Zähle, in wie vielen Zeilen der nachstehenden Einträge die Zeichenfolge „window“ vorkommt, wobei Groß- und Kleinschreibung zu beachten ist. Gib ausschließlich die Anzahl an.

Datenzeilen:

----

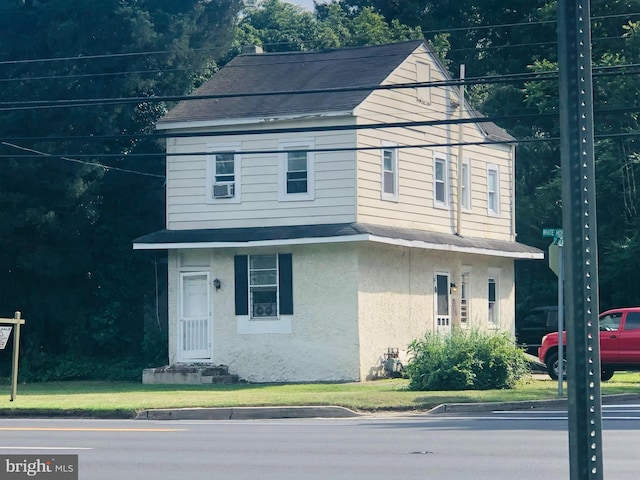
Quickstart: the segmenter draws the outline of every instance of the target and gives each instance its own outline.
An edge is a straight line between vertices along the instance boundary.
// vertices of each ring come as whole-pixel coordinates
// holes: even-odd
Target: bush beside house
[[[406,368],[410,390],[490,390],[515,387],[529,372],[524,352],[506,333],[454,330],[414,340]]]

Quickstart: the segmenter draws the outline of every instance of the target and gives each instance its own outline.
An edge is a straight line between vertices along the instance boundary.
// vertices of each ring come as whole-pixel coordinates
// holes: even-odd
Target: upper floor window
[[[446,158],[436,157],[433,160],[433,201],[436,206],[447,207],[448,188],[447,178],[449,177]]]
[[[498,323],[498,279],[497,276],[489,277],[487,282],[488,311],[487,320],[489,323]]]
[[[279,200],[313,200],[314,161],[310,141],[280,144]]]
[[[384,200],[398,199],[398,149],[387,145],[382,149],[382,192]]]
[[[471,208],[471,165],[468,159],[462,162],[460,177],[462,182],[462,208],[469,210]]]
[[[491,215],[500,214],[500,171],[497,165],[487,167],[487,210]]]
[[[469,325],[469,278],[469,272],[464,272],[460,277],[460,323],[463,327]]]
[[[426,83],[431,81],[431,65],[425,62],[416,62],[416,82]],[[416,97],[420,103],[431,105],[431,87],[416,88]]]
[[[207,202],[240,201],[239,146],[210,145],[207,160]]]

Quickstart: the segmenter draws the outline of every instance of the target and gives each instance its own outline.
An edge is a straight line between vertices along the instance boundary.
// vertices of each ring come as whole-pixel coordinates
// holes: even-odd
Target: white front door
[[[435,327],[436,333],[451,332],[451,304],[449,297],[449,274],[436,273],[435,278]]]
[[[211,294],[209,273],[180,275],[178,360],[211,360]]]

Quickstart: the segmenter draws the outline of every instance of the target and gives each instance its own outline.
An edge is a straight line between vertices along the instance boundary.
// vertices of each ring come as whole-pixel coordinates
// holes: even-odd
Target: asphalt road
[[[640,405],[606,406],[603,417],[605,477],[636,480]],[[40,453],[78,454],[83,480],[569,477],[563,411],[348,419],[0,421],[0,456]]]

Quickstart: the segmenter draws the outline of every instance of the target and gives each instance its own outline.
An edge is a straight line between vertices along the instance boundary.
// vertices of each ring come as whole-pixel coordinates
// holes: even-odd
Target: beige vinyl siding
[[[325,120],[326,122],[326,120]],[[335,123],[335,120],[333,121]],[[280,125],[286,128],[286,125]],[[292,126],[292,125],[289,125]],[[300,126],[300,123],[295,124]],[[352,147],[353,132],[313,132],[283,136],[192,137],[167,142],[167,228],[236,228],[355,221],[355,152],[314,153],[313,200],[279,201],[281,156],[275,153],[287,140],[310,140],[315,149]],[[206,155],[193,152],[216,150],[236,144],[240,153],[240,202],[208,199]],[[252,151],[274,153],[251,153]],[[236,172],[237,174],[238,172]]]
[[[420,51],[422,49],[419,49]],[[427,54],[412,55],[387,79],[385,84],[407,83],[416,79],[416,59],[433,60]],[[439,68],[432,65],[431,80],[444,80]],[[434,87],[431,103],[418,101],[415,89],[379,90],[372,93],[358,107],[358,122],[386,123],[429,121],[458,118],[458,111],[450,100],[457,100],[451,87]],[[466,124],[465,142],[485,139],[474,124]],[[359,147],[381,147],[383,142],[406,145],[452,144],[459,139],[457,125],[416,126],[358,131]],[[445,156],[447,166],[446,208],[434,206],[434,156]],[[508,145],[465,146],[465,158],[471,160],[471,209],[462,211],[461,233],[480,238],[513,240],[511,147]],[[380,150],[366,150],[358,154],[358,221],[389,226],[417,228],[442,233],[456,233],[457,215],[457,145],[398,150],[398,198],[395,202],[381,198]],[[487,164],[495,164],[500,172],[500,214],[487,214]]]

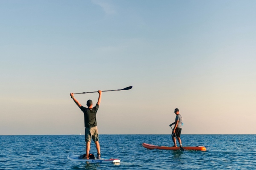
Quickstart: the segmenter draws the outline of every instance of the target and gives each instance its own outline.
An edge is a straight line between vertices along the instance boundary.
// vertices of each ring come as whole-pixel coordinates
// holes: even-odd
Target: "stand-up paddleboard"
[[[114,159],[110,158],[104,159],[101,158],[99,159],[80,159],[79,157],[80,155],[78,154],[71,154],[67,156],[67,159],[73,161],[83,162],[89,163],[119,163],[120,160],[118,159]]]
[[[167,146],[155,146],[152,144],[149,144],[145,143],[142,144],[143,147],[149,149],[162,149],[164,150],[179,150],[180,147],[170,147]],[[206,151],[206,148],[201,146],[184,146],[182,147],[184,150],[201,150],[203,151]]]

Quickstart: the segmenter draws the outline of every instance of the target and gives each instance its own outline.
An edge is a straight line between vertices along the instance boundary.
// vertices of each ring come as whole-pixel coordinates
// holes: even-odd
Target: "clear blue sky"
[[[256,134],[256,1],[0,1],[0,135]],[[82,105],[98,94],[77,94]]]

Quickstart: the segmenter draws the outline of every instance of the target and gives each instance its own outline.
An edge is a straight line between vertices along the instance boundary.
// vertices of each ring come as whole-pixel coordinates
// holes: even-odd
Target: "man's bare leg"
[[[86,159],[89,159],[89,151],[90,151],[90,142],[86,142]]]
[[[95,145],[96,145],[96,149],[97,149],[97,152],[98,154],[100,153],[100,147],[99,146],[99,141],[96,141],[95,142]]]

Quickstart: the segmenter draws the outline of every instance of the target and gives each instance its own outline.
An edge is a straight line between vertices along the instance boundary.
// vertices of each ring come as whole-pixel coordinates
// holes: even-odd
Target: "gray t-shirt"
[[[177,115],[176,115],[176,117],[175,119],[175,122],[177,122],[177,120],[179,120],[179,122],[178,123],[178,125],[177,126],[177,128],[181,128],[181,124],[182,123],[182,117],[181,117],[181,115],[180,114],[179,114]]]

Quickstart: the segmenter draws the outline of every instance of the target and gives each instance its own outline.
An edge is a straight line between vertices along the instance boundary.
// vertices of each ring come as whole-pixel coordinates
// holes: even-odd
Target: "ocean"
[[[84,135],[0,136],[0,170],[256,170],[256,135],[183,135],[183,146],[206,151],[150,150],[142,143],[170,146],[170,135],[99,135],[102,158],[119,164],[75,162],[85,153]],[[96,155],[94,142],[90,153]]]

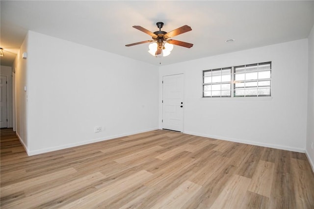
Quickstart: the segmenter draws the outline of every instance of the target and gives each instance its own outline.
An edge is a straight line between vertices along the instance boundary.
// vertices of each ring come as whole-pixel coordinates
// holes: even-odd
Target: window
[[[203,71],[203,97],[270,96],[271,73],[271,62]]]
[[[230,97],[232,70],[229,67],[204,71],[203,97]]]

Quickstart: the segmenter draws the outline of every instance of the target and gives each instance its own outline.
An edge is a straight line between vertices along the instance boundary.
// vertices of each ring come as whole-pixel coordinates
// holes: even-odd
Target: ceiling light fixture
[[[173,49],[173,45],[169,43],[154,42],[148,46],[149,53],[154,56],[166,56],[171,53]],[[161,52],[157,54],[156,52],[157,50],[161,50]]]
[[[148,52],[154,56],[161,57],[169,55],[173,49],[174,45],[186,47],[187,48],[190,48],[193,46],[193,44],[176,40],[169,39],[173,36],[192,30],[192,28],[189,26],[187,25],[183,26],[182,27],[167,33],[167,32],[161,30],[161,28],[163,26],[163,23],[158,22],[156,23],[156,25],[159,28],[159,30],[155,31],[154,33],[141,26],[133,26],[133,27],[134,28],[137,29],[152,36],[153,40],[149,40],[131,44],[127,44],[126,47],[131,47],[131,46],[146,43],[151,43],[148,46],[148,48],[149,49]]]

----

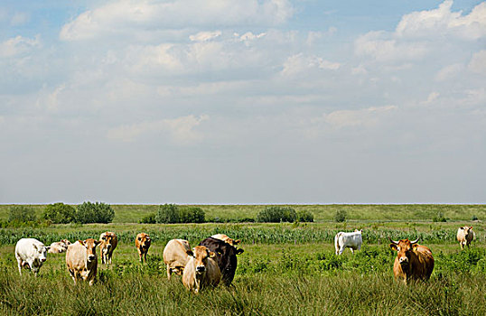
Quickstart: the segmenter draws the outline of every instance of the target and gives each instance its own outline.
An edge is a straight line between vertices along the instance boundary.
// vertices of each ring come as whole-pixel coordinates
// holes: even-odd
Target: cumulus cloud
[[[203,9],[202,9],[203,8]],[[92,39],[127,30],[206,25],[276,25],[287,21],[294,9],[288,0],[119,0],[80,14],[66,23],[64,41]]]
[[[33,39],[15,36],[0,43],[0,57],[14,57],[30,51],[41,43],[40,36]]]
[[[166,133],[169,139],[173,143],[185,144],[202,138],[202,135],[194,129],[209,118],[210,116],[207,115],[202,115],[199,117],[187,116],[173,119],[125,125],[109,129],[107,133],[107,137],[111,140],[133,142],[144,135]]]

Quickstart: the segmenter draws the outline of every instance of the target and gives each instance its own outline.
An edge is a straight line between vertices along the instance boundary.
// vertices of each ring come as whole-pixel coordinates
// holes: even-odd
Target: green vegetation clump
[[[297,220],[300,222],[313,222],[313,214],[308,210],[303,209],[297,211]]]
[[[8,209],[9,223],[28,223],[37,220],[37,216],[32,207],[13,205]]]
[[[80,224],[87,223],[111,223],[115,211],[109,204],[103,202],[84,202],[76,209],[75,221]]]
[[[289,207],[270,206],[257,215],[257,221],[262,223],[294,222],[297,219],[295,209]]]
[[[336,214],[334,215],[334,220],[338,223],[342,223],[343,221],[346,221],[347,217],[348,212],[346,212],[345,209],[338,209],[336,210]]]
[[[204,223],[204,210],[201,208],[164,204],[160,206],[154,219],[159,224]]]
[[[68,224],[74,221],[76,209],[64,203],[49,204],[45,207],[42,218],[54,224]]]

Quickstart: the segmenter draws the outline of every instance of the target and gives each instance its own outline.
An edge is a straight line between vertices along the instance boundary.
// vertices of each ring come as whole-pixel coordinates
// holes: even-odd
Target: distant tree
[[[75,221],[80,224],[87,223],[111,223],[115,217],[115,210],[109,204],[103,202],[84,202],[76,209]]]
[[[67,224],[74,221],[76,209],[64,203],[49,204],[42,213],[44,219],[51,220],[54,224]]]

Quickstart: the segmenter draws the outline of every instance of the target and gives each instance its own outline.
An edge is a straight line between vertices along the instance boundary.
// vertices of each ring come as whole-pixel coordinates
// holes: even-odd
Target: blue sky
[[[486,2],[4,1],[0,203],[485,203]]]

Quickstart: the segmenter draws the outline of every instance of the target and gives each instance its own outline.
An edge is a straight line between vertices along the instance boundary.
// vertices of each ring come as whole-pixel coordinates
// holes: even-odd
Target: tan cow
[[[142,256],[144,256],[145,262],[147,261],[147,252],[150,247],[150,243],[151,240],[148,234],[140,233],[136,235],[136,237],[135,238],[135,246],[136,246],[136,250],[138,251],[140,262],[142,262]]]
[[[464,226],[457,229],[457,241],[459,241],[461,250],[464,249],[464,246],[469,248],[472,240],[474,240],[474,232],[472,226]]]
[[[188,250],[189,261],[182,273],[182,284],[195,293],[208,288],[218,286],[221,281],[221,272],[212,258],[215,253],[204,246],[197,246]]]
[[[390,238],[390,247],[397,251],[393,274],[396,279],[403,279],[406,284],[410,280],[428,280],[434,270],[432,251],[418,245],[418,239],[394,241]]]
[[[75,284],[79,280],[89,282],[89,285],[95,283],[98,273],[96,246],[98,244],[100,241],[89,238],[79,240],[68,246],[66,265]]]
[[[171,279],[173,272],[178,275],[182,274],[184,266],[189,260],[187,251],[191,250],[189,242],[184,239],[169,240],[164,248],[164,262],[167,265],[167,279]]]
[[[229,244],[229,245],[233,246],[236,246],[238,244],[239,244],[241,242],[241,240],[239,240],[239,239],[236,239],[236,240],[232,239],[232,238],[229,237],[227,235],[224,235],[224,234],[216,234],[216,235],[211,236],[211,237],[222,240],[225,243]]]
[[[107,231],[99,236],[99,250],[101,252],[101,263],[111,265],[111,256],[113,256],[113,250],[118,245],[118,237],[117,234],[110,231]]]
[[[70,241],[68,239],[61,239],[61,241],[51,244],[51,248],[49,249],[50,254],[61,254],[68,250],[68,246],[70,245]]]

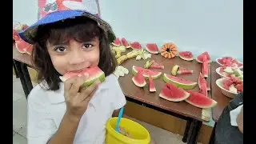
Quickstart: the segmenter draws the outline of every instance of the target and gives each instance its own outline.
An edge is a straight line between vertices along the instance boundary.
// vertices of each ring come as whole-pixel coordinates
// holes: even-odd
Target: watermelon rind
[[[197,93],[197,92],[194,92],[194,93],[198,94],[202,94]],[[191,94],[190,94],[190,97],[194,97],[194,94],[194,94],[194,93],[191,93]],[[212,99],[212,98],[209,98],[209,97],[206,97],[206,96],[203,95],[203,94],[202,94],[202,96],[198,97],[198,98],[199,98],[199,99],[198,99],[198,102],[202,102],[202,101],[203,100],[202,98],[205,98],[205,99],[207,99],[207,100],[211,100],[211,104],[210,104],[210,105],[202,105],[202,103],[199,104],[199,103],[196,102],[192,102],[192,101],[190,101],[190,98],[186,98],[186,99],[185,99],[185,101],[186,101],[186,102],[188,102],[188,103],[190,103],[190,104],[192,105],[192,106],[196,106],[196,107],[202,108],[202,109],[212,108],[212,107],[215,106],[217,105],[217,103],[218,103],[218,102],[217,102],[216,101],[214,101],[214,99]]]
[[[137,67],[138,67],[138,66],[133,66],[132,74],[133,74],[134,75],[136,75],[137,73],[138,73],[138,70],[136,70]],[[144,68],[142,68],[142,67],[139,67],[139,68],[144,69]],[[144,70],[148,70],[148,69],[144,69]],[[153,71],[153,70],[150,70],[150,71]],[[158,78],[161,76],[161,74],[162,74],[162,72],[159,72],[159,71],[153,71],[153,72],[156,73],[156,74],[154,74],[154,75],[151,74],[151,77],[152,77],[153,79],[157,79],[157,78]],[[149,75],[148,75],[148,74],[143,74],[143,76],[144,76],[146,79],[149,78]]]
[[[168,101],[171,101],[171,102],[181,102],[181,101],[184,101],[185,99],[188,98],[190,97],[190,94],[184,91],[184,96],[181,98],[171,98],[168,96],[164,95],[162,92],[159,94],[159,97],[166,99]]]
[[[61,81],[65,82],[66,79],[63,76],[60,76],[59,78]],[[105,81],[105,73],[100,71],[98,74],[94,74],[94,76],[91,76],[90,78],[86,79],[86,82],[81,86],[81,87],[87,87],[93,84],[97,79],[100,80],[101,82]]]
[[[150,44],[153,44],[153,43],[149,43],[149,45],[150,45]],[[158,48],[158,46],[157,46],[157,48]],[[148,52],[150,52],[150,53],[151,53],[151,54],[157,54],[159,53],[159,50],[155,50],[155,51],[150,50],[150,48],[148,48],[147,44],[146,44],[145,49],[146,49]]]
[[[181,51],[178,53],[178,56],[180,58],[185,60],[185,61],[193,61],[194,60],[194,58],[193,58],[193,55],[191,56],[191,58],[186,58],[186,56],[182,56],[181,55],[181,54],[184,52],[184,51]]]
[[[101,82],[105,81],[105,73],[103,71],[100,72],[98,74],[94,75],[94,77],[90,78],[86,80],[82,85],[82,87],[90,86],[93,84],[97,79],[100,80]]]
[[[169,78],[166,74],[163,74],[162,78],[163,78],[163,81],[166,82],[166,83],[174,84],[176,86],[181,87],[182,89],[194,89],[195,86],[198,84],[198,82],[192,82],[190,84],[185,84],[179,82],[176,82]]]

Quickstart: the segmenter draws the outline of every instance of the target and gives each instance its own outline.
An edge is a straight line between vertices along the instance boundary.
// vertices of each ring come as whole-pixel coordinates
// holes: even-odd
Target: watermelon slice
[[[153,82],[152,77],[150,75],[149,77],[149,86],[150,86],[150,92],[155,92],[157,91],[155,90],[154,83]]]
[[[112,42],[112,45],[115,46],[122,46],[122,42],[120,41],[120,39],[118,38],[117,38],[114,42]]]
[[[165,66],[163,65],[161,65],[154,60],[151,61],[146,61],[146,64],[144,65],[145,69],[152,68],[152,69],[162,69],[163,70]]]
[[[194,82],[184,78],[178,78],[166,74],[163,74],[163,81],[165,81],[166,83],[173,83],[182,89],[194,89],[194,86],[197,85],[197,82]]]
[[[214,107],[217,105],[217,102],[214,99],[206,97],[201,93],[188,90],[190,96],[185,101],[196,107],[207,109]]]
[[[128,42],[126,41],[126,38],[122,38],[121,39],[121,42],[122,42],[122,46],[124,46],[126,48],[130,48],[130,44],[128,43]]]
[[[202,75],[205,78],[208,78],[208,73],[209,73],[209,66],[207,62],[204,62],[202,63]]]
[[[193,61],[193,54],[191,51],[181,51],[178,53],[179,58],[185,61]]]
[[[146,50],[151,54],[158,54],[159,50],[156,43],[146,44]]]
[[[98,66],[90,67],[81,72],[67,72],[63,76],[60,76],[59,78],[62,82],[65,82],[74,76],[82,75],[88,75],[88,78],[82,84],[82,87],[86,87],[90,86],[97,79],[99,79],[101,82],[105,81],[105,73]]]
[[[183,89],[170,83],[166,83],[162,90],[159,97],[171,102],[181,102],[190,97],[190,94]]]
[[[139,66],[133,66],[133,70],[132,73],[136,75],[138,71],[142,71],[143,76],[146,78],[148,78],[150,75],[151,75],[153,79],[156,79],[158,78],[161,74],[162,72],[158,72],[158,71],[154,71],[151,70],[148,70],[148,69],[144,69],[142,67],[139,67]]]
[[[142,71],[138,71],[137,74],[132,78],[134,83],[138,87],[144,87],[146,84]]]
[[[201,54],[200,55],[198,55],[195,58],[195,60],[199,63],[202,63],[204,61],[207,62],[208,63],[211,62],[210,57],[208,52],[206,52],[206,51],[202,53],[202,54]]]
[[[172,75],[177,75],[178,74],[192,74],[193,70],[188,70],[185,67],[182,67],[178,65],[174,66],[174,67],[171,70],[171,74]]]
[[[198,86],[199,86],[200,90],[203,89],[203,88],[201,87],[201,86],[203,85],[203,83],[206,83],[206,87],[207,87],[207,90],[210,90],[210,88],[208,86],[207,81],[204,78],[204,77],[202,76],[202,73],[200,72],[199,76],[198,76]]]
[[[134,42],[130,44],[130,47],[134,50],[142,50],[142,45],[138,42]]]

----

ENDERGEBNIS
2